Box annotations for photos:
========================================================================

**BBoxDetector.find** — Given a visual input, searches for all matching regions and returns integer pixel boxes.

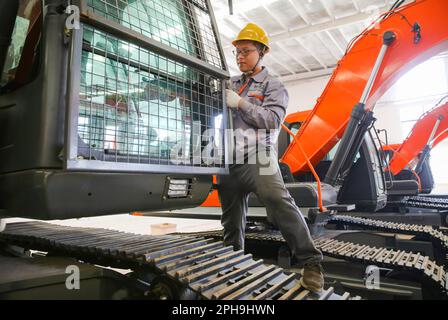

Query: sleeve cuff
[238,99,253,112]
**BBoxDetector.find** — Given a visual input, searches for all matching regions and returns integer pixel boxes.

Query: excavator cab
[0,0,229,220]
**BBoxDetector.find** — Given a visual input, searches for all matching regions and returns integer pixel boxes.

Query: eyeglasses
[232,49,257,57]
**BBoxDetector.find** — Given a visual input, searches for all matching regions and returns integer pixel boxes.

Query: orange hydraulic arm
[285,110,312,123]
[281,0,448,173]
[389,102,448,175]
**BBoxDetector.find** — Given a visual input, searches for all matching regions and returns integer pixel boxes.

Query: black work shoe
[300,264,324,293]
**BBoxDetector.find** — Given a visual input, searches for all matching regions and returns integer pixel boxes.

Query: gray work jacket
[231,67,289,158]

========================================================================

What is being asked
Update the records by swapping every "visual input" for "photo" and keeping all other text the same. Leave the pictures out of your version.

Result for this exercise
**BBoxDetector.find** — Given a photo, searches for all matching regions and returns integer pixel boxes.


Query: sleeve cuff
[238,99,253,112]
**BBoxDetector.find** — Given a photo, searches for all matching regions and returns integer pixel boxes.

Query: excavator cab
[0,0,229,220]
**BBoxDetector.find** — Given a photo, searches for all matching regions and returns integer pixel boxes.

Query: eyeglasses
[232,49,257,57]
**BBoxDetector.find** — Given a photo, searches for all matching regions and returns integer pixel boxes.

Query: orange hydraulic arm
[285,110,312,123]
[281,0,448,173]
[389,102,448,175]
**BBoxDetector.find** — Given a photo, searches for all matching regions and returns integer pixel boxes.

Query: black work shoe
[300,264,324,293]
**BBoxDetector.find** — Given a photo, searches for all matching regions and returns integer pixel boxes.

Query: gray work jacket
[231,67,289,158]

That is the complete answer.